INPUT MATERIAL below:

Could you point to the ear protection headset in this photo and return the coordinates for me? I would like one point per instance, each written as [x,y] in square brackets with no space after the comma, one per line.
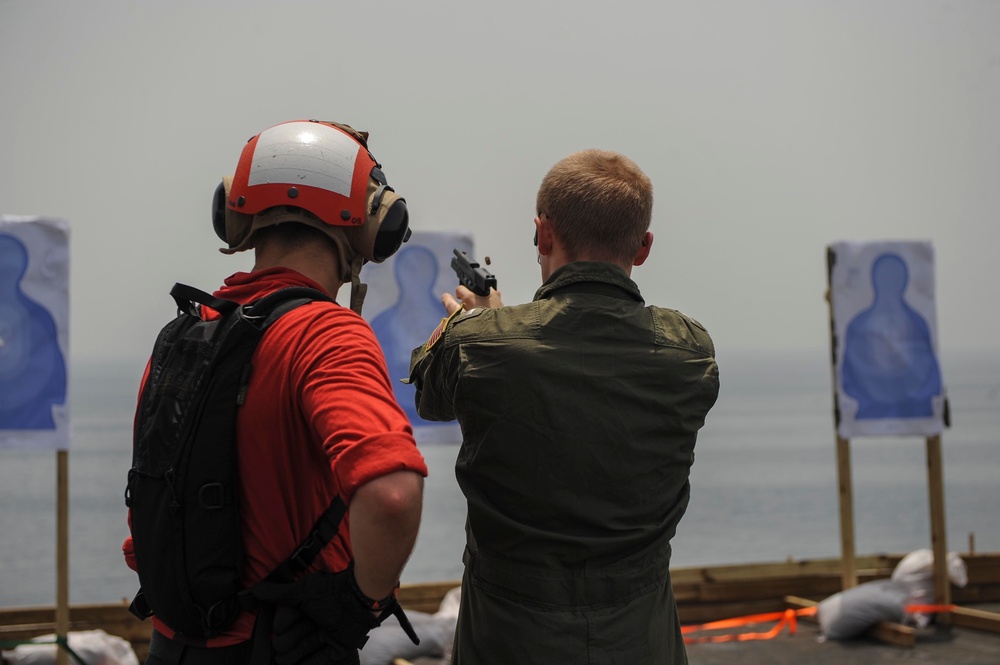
[324,168]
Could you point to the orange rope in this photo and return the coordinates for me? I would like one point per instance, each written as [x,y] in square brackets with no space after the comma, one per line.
[786,618]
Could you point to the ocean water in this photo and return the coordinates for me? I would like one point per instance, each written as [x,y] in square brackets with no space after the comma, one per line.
[764,484]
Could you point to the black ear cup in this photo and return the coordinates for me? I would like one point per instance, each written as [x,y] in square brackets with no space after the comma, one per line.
[392,232]
[394,227]
[219,212]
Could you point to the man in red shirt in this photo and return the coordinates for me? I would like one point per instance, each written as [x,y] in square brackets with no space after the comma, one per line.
[320,420]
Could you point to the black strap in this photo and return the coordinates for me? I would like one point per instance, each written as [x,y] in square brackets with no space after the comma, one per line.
[323,531]
[185,295]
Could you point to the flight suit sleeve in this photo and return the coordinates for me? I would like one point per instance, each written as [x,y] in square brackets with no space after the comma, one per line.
[434,372]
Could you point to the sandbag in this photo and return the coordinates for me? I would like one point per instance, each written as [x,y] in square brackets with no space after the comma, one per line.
[850,613]
[915,572]
[95,647]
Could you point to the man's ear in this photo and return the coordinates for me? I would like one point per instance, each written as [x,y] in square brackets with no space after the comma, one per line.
[543,235]
[643,252]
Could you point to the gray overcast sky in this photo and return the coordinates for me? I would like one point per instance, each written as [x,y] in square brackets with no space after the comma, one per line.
[769,128]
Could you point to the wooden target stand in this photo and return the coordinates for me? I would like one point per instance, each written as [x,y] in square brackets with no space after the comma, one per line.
[885,631]
[939,538]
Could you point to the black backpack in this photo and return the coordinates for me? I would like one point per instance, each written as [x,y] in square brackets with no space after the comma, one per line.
[182,488]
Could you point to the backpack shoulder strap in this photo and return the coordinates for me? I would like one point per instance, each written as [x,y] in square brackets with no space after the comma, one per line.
[188,298]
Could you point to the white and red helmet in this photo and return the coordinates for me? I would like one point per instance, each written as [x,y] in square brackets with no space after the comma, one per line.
[323,168]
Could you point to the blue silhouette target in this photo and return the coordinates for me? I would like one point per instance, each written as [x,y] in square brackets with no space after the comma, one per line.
[888,372]
[404,306]
[33,317]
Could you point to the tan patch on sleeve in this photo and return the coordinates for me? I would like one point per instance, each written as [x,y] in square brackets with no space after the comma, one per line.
[439,331]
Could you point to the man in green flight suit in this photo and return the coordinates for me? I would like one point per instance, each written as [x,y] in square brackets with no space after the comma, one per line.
[579,413]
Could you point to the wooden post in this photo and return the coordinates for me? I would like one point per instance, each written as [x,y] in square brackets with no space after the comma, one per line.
[939,534]
[849,576]
[62,552]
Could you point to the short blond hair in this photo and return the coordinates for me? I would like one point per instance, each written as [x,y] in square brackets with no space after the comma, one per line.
[600,204]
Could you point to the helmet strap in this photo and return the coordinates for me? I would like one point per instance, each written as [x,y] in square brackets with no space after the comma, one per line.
[358,289]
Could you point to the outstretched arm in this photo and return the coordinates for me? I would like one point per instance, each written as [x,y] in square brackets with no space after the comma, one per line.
[385,516]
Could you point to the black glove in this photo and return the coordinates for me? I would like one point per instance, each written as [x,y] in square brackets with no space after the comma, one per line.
[318,620]
[324,618]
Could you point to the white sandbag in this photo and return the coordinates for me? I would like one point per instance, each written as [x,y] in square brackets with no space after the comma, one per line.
[849,613]
[95,647]
[915,572]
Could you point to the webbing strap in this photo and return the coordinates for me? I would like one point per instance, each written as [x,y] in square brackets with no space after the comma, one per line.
[784,618]
[323,531]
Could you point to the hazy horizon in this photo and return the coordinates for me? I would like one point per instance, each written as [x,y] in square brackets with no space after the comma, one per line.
[769,129]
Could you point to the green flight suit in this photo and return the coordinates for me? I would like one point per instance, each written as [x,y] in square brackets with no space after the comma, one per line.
[579,413]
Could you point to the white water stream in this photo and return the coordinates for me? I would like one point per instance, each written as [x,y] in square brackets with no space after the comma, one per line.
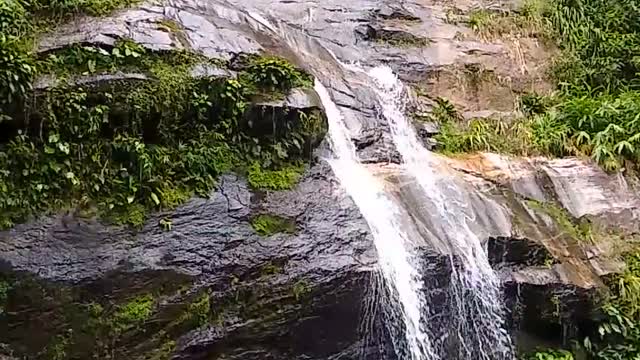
[402,277]
[475,294]
[476,323]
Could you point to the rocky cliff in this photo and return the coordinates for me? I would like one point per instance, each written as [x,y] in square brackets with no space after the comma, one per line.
[291,274]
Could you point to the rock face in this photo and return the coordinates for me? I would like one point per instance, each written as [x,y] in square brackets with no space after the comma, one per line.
[553,229]
[209,286]
[278,297]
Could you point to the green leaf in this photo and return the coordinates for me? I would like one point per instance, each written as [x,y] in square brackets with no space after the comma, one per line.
[155,199]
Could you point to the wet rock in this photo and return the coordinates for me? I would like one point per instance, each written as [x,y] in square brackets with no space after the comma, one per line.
[263,290]
[426,130]
[395,12]
[503,251]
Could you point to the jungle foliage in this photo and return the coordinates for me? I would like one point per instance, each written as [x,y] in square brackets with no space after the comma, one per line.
[145,143]
[596,109]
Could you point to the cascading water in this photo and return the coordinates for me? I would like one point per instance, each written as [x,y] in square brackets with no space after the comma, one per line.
[477,318]
[402,279]
[475,298]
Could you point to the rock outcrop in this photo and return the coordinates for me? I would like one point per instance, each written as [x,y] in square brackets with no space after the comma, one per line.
[207,285]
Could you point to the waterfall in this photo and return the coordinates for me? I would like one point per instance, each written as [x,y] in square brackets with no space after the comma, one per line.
[398,267]
[478,316]
[474,320]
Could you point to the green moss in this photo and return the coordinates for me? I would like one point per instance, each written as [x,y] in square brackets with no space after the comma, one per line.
[549,354]
[266,224]
[5,287]
[281,179]
[132,314]
[581,231]
[158,151]
[200,310]
[301,289]
[405,41]
[529,21]
[270,269]
[59,347]
[163,352]
[276,74]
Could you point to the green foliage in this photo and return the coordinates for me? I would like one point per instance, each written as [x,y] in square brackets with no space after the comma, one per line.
[595,112]
[132,314]
[265,225]
[281,179]
[57,350]
[177,135]
[618,336]
[275,74]
[163,352]
[598,77]
[200,310]
[578,230]
[301,289]
[529,22]
[550,355]
[5,287]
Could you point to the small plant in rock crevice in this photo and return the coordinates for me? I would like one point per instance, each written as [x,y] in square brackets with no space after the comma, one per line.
[142,148]
[266,224]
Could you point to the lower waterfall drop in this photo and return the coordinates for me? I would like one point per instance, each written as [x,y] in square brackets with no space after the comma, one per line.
[398,266]
[478,318]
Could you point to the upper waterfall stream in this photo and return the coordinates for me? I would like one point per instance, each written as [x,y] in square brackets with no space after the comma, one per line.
[476,328]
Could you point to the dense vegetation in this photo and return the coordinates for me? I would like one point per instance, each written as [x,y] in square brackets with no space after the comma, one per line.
[145,143]
[595,110]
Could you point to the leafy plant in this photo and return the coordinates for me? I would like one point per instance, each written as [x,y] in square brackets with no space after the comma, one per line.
[276,74]
[265,225]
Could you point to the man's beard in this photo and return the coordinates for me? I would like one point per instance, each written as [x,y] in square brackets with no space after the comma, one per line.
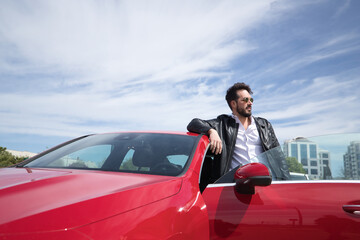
[242,112]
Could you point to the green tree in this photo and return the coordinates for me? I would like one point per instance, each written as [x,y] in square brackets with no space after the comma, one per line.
[7,159]
[294,165]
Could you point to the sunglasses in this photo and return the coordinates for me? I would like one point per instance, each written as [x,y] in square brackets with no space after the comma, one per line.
[247,100]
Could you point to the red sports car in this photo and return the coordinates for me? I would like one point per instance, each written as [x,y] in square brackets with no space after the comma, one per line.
[141,185]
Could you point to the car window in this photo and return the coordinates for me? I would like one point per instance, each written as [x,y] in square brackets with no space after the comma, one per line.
[327,157]
[148,153]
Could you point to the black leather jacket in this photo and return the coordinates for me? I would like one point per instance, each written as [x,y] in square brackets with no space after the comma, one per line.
[227,129]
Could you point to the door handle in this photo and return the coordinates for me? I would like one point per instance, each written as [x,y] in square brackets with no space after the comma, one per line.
[353,209]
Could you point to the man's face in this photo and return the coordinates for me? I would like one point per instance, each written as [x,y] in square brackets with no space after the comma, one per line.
[243,104]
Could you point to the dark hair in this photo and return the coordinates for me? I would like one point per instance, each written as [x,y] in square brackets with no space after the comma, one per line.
[231,93]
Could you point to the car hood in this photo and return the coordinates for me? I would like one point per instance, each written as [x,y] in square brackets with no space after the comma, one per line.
[50,199]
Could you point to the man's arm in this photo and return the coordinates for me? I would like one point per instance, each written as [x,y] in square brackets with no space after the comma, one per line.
[202,126]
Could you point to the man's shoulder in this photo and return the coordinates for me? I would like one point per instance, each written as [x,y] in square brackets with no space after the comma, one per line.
[225,118]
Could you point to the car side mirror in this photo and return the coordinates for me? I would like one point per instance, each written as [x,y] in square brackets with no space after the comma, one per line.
[251,175]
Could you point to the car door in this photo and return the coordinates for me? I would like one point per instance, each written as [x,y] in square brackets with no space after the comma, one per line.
[308,209]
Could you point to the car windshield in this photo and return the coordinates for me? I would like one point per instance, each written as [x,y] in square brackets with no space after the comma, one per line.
[327,157]
[147,153]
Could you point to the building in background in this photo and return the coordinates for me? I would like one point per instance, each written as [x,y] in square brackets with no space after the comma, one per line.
[315,161]
[352,161]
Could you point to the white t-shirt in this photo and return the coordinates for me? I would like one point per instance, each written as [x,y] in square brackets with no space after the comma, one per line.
[248,144]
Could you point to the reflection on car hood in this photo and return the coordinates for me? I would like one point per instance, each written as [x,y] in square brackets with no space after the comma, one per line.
[64,199]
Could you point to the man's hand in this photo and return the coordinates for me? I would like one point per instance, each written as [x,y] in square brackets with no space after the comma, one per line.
[215,142]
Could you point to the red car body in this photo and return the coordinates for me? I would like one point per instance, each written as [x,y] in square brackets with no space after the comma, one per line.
[77,203]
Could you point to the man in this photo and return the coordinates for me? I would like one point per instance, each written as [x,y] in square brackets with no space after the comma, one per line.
[237,138]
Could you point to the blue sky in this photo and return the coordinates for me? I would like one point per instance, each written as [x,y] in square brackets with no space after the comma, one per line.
[69,68]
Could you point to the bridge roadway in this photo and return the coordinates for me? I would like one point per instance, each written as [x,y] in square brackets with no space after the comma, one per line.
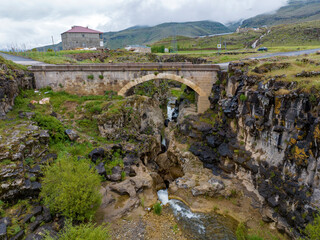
[95,79]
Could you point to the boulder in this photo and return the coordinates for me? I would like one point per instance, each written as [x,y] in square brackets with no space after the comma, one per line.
[116,174]
[97,153]
[101,169]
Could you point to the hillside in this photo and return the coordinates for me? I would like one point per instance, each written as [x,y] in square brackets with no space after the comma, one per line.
[147,35]
[233,41]
[306,34]
[296,11]
[297,34]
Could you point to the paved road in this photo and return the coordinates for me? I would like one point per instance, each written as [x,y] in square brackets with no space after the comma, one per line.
[22,61]
[224,66]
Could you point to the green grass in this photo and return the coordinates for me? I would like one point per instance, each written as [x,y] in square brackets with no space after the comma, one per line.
[11,65]
[234,41]
[299,36]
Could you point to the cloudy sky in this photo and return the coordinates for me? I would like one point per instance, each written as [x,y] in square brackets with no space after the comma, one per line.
[31,23]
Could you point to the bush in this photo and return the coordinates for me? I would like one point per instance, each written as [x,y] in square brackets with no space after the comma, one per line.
[243,97]
[313,229]
[82,232]
[157,208]
[55,127]
[71,188]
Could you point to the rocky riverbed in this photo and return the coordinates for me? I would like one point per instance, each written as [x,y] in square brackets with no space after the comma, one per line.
[252,158]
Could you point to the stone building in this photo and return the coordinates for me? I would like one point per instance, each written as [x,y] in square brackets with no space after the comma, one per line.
[138,48]
[81,37]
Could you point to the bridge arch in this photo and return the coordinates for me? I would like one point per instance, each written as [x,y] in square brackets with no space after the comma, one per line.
[168,76]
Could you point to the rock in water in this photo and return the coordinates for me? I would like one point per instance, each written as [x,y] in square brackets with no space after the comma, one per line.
[73,136]
[97,153]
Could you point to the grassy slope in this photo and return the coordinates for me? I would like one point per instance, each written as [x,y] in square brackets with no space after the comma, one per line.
[146,35]
[298,34]
[295,11]
[234,41]
[11,65]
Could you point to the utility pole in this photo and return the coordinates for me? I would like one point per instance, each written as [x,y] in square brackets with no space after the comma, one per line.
[174,41]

End of INPUT MATERIAL.

TASK ITEM —
Return, without any change, only the lines from the one containing "Could you point to the utility" through the last line of the entries above.

ANSWER TO THIS TASK —
Could you point to the utility pole in this photo and return the coordinates for me? I would like one point per instance, each written as [x,y] in square brackets with no space after the comma, one per line.
[174,41]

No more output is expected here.